#### [Document text]
.....

THIS ARTICLE IS MORE THAN FIVE YEARS OLD
This article is more than five years old. Autism research — and science in general — is constantly evolving, so older articles may contain information or theories that have been reevaluated since their original publication date.
If you want to find out whether a group of genes implicated in autism share a common function, you have a number of experimental options.
One popular approach is to ask whether the genes interact with each other in complexes or networks in particular cell types or tissues. This approach is valuable, but also requires a great deal of labor-intensive bench work.
In a new paper, published 16 April in Human Molecular Genetics, Lauren Weiss and her colleagues describe a complementary approach. By reanalyzing existing datasets, they highlight a potential network of autism-relevant genes that regulate the expression of SEMA5A.
SEMA5A encodes a protein that guides axons — the long neuronal fibers along which signals travel — to their targets. In 2009, Weiss’ team identified a variant flanking the gene as one of the first common variants to be associated with autism in a statistically convincing manner. She and her colleagues also found that SEMA5A expression is lower in postmortem brains from individuals with autism than in those from controls.
In the new study, the researchers asked whether the genes that regulate SEMA5A expression might also be autism risk factors. To do this, they applied a strategy called expression quantitative trait locus (eQTL) mapping.
Geneticists have long used ‘standard’ QTL mapping to learn whether particular genetic variants are associated with clinical features that exist as continuous variables — height and weight, for example — rather than those that either present or absent, such as a disease. In eQTL mapping, the continuous variable that is examined is simply the level of expression of a particular gene.
One of the most attractive features of the eQTL approach is that researchers can extract results by mining publicly available datasets of single-nucleotide polymorphisms and gene expression. You simply ask whether particular variants are associated with higher or lower levels of expression of the gene of interest in a group of samples.
What did Weiss and her colleagues find? It turns out that although there are a large number of common variants in the genome associated with SEMA5A levels, these variants are not over-represented in the available collections of samples from people with autism.
On the other hand, variants that overlap with regions harboring rare autism-related copy number variants are indeed significantly associated with SEMA5A expression. Among these are some well-established risk factors for autism and other neurodevelopmental disorders, including AUTS2, MBD5, KIRREL3, A2BP1/RBFOX1 and FOXP1.
In a clever twist, the authors included ‘eQTLs of the eQTLs’ (regulators of the regulators of SEMA5A expression), and found that these ‘master regulator’ variants are also over-represented in the autism samples.
I should point out a few caveats: As the researchers acknowledge, the dataset they used for the eQTL mapping was derived from lymphoblastoid cell lines, which is undoubtedly an imperfect proxy for brain tissue. Of greater concern, both SEMA5A and a number of the rare copy number variants identified as part of its network of regulators must be considered provisional autism risk factors until their associations are confirmed in larger studies.
The potential SEMA5A regulatory network associated with autism risk is nonetheless a provocative finding. The researchers suggest that SEMA5A is “the common downstream effector for all the genes in this network.”
That seems like a long shot to me, but it’s a testable hypothesis, and we may not have to wait long for an answer.
Alan Packer is senior scientist at the Simon Foundation Autism Research Initiative.

.....

#### [Given records]
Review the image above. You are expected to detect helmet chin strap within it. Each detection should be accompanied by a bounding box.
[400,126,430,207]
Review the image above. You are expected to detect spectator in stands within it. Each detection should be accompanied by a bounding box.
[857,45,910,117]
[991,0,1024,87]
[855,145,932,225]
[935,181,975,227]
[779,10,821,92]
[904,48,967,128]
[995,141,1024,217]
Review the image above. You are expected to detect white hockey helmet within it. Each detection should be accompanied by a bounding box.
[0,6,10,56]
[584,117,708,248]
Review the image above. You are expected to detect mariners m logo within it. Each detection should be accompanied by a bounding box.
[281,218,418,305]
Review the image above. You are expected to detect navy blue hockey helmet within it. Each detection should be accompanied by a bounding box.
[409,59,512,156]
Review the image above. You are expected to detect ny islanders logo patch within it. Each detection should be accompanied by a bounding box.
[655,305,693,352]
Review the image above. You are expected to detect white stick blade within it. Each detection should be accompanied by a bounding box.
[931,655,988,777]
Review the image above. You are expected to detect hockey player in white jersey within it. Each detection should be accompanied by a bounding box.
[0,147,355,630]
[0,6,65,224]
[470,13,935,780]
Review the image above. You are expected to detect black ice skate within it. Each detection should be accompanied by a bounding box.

.....

#### [Actions to take]
• A. Return the passage of the SEMA5A article between "One of the most" and "people with autism.", inclusive.
• B. According to the SEMA5A article, in which journal did Lauren Weiss and her colleagues publish their new paper?

#### [Answers to the problems]
• A.
One of the most attractive features of the eQTL approach is that researchers can extract results by mining publicly available datasets of single-nucleotide polymorphisms and gene expression. You simply ask whether particular variants are associated with higher or lower levels of expression of the gene of interest in a group of samples.
What did Weiss and her colleagues find? It turns out that although there are a large number of common variants in the genome associated with SEMA5A levels, these variants are not over-represented in the available collections of samples from people with autism.

• B. Human Molecular Genetics